## Pagina

----------------------------------------

La piazza Taksim, il salotto buono della Istanbul che guarda a occidente, sembrava popolata della solita calca affaccendata.
Giovani in camicia e valigetta di ritorno dal lavoro, ragazze in chiacchiere, i bar affacciati lungo la strada raccolti intorno al te del tardo pomeriggio. Sono scivolate con la forza del vento che dal Bosforo risale i vicoli e taglia la città. Prima un migliaio, le delegate della Marcia Mondiale delle donne che da oltre 30 Paesi di tutto il mondo si sono date appuntamento nella città turca per unire le forze e le lotte, dalla Palestina al Kurdistan, dall’Iran alla nostra civile Europa certificata, perché le morti si moltiplicano in famiglia, sul lavoro, come la spinta a tornare in casa, segregate, nell’ombra. Nel giro di un’ora sono diventate più di cinquemila, conquistando con canti e slogan gli applausi di altre donne, sorprese tra le strade dello shopping più elegante.

----------------------------------------

## Dati registrati
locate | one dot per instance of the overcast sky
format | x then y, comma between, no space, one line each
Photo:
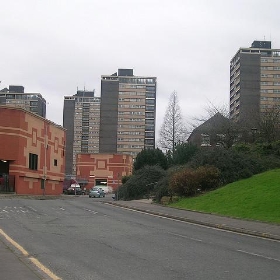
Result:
53,47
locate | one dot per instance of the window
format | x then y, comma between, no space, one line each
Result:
33,161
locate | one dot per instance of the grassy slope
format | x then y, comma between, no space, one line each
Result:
256,198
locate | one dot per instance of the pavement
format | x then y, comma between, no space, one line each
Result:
15,266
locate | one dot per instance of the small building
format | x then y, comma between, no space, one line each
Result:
103,169
211,133
32,152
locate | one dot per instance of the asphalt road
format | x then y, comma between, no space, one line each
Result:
82,238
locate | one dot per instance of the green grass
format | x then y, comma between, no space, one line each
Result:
256,198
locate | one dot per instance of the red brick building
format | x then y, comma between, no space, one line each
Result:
103,169
31,151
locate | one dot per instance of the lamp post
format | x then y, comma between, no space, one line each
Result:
254,131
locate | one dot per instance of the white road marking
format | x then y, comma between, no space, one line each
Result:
32,259
258,255
192,223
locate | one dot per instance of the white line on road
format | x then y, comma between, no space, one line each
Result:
32,259
192,223
258,255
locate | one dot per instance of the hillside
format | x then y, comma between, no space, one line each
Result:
256,198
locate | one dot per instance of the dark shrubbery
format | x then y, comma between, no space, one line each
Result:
188,182
150,157
232,164
141,183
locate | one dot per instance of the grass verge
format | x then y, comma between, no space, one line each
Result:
255,198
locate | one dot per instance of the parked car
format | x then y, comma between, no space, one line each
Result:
96,192
102,192
74,189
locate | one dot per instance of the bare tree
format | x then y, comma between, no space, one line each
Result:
269,125
173,130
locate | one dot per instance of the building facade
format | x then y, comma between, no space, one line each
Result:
254,81
127,113
15,96
32,152
81,118
104,169
120,121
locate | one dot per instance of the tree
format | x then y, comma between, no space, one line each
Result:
217,129
172,130
150,157
269,125
183,153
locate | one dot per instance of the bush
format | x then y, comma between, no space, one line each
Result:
141,183
189,181
232,164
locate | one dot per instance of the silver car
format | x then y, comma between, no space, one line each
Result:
96,192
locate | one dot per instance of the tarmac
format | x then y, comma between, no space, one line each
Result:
15,266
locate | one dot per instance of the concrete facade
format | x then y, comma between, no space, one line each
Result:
254,82
128,113
15,96
32,150
81,118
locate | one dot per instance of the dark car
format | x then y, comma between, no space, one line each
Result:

----------------------------------------

## Richiesta 1
Elenca tutti i luoghi geografici nominati nella pagina sulla marcia delle donne a Istanbul.
## Richiesta 2
Riporta senza modifiche il tratto delle voci che va dalla riga contenente "locate | one dot per instance of the bare" fino alla fine delle voci, estremi inclusi.

## Risposta 1
piazza Taksim
Istanbul
Bosforo
Palestina
Kurdistan
Iran
Europa

## Risposta 2
locate | one dot per instance of the bare tree
format | x then y, comma between, no space, one line each
Result:
269,125
173,130
locate | one dot per instance of the building facade
format | x then y, comma between, no space, one line each
Result:
254,81
127,113
15,96
32,152
81,118
104,169
120,121
locate | one dot per instance of the tree
format | x then y, comma between, no space, one line each
Result:
217,129
172,130
150,157
269,125
183,153
locate | one dot per instance of the bush
format | x then y, comma between, no space, one line each
Result:
141,183
189,181
232,164
locate | one dot per instance of the silver car
format | x then y, comma between, no space, one line each
Result:
96,192
locate | one dot per instance of the tarmac
format | x then y, comma between, no space, one line each
Result:
15,266
locate | one dot per instance of the concrete facade
format | x then y, comma between, no space, one line each
Result:
254,82
128,113
15,96
32,150
81,118
locate | one dot per instance of the dark car
format | x then y, comma between, no space, one line each
Result:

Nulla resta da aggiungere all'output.